### TASK TO CARRY OUT
Output every line of the entries below, from the first line through the line containing "negative clicks: (178, 396) (218, 334)", inclusive, as a numbered list without blank lines.

- - -

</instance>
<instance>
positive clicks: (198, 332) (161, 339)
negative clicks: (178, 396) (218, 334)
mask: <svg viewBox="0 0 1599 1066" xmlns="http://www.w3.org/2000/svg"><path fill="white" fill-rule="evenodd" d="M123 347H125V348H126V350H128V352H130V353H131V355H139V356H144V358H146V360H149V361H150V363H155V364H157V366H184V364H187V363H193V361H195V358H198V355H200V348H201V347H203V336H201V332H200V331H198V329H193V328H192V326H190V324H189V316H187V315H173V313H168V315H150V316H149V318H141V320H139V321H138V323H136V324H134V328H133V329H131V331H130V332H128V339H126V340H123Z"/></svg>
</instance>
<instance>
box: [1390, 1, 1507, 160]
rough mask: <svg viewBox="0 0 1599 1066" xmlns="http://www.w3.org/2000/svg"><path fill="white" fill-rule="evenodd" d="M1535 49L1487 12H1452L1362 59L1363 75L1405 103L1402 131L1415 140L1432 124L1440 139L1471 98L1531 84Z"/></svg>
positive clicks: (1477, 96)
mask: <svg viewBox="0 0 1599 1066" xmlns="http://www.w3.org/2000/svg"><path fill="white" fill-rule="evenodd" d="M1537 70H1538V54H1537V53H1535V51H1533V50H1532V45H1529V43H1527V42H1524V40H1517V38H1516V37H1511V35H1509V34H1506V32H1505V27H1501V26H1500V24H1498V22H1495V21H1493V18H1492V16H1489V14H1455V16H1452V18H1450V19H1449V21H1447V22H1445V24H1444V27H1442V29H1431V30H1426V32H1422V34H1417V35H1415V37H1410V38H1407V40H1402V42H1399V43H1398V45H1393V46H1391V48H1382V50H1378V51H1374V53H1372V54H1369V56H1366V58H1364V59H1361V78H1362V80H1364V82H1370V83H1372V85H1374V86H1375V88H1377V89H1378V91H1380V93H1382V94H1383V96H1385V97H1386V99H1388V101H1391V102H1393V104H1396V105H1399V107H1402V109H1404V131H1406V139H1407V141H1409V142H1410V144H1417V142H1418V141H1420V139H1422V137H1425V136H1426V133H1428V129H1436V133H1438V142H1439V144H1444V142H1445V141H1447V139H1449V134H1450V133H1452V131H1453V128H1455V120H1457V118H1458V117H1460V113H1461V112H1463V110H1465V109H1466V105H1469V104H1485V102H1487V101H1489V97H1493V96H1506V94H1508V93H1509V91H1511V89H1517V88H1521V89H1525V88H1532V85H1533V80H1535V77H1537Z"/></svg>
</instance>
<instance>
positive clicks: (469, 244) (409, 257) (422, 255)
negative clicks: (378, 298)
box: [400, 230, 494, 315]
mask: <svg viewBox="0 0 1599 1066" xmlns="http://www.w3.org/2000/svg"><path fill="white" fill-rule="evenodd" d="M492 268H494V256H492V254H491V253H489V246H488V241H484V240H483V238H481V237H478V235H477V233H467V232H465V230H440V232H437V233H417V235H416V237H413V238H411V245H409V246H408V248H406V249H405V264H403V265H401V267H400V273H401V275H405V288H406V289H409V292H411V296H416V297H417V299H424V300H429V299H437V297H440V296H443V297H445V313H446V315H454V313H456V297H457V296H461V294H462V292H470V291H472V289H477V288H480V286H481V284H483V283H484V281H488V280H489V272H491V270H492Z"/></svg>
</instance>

- - -

### EXERCISE RESPONSE
1. </instance>
2. <instance>
3. positive clicks: (198, 332) (161, 339)
4. negative clicks: (178, 396) (218, 334)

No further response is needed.